» **Activity**: For each statement below, say whether it agrees with the article on Zena Daysh, answering yes or no and quoting the article's deciding words exactly. (a) Daysh's father died in an air crash in November 1920. (b) The University of Waikato awarded Daysh an honorary doctorate in 1999. (c) In 1964 Daysh proposed to the government of Malta that it use human ecology as the framework for development planning.

» **Reading text**:
+ + + +
= Zena Daysh =

New Zealand human ecologist

Zena Isabel Daysh (née Clarke, 30 April 1914 – 23 March 2011) was a New Zealander who was influential in the human ecology movement and the founder of the Commonwealth Human Ecology Council in 1969.

== Early life ==
Zena Daysh was born in New Plymouth, New Zealand in 1914, the daughter of the mayor of New Plymouth. Her father, James Clarke, died in November 1920 in the country's second fatal air crash. She was a proficient fencer and well known in New Zealand fencing circles. In the 1930s she moved to live in England where she married Mr N. Goodlet Daysh though they separated in the 1940s.

== Career ==
Daysh trained as a physiotherapist. During World War II she was well known in London society for her massage and exercise therapy. At the same time she became interested in the human and social needs of people working in wartime factories and developed a philosophy of the interdependence of people with each other and with nature. While she believed in people taking responsibility for their own health and in preventive medicine, she believed that communities and governments should work together to achieve healthy societies in a stable environment.

After the war she returned to New Zealand until the late 1950s when she convened the Commonwealth Committee on Preventive Medicine in London. With a number of other health professionals she penned a letter to The Times calling for the formation of a Commonwealth Council of Nutrition to improve standards of health and nutrition in Commonwealth countries. In 1964 she proposed to the government of Malta that they use human ecology as the framework for development planning.

Her work during the 1960s culminated in her founding the Commonwealth Human Ecology Council (CHEC) in 1969 and organising the First Commonwealth Conference on Development and Human Ecology in 1970.

Daysh supported many community projects which were examples of human ecology and sustainability: community-based reafforestation in India, urban market gardens for women in Sierra Leone, reconstruction after a tsunami in Sri Lanka, and micro-banks to support women's businesses in Africa to name a few.

Zena Daysh died in London on 23 March 2011.

== Honours and awards ==
Daysh received a CNZM in the 1999 New Year Honours in New Zealand followed by the UN–Habitat Scroll of Honour Award in 2003. In 2009 the University of Waikato awarded Daysh an honorary doctorate in recognition of her work in human ecology. After her death the University of Waikato received a $500,000 bequest from Daysh which it used to create a Dr Zena Daysh Fellowship in Sustainable Development to support research into sustainable development. In 2018 CHEC held the Inaugural Zena Daysh Lecture.

== Publications ==

- Gorinsky, C., Shirley, D., Daysh, Z., & Commonwealth Human Ecology Council. (1991). Human ecology, environmental management education and training for development: Report of the Asian Seminar, Jaipur, India 8–12 May 1991. London: Commonwealth Human Ecology Council. OCLC 28065739
- Griffith, A., Daysh, Z., Shirley, D., & Commonwealth Human Ecology Council. (1992). The commonwealth and environmental management : a synthesis : Report of the Vancouver seminar 29–31 July 1991 (Human ecology development series, 3). London: Commonwealth Human Ecology Council. OCLC 28339255
- Daysh, Zena. Human ecology and health in a global system. In Boleyn, T., & Honari, M. (2005). Health Ecology: Health, Culture and Human-Environment Interaction. p. xv–xviii.
+ + + +
» **Listed records**:
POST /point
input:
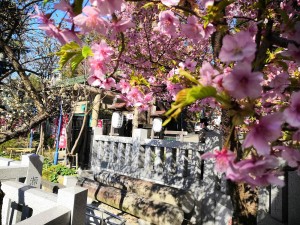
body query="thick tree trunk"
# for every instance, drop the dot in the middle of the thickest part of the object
(244, 199)
(245, 203)
(1, 203)
(40, 148)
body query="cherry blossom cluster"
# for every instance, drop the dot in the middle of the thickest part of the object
(161, 49)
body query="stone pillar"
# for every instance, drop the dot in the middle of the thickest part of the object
(95, 110)
(74, 198)
(35, 167)
(138, 153)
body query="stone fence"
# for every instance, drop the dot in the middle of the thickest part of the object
(179, 165)
(171, 163)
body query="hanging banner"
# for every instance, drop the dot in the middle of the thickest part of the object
(100, 123)
(63, 132)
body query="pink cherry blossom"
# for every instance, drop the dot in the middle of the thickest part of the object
(290, 155)
(193, 29)
(90, 20)
(65, 6)
(217, 83)
(122, 25)
(108, 83)
(242, 82)
(97, 66)
(189, 64)
(209, 30)
(134, 96)
(170, 3)
(207, 3)
(292, 113)
(237, 47)
(256, 172)
(296, 136)
(102, 51)
(223, 158)
(42, 18)
(207, 73)
(280, 82)
(69, 36)
(95, 80)
(123, 86)
(268, 129)
(168, 23)
(294, 52)
(107, 6)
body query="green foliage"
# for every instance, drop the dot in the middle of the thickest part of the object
(215, 12)
(137, 80)
(77, 6)
(86, 51)
(188, 76)
(51, 172)
(20, 142)
(148, 5)
(73, 53)
(188, 96)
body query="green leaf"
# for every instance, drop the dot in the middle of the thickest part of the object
(86, 51)
(68, 51)
(188, 96)
(188, 76)
(199, 92)
(75, 61)
(45, 2)
(148, 5)
(77, 6)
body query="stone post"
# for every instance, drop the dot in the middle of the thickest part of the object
(74, 198)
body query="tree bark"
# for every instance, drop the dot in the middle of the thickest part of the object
(245, 204)
(42, 139)
(244, 199)
(2, 194)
+ + + +
» **Solution to this exercise**:
(a) Yes: "Her father, James Clarke, died in November 1920 in the country's second fatal air crash."
(b) No: "In 2009 the University of Waikato awarded Daysh an honorary doctorate in recognition of her work in human ecology."
(c) Yes: "In 1964 she proposed to the government of Malta that they use human ecology as the framework for development planning."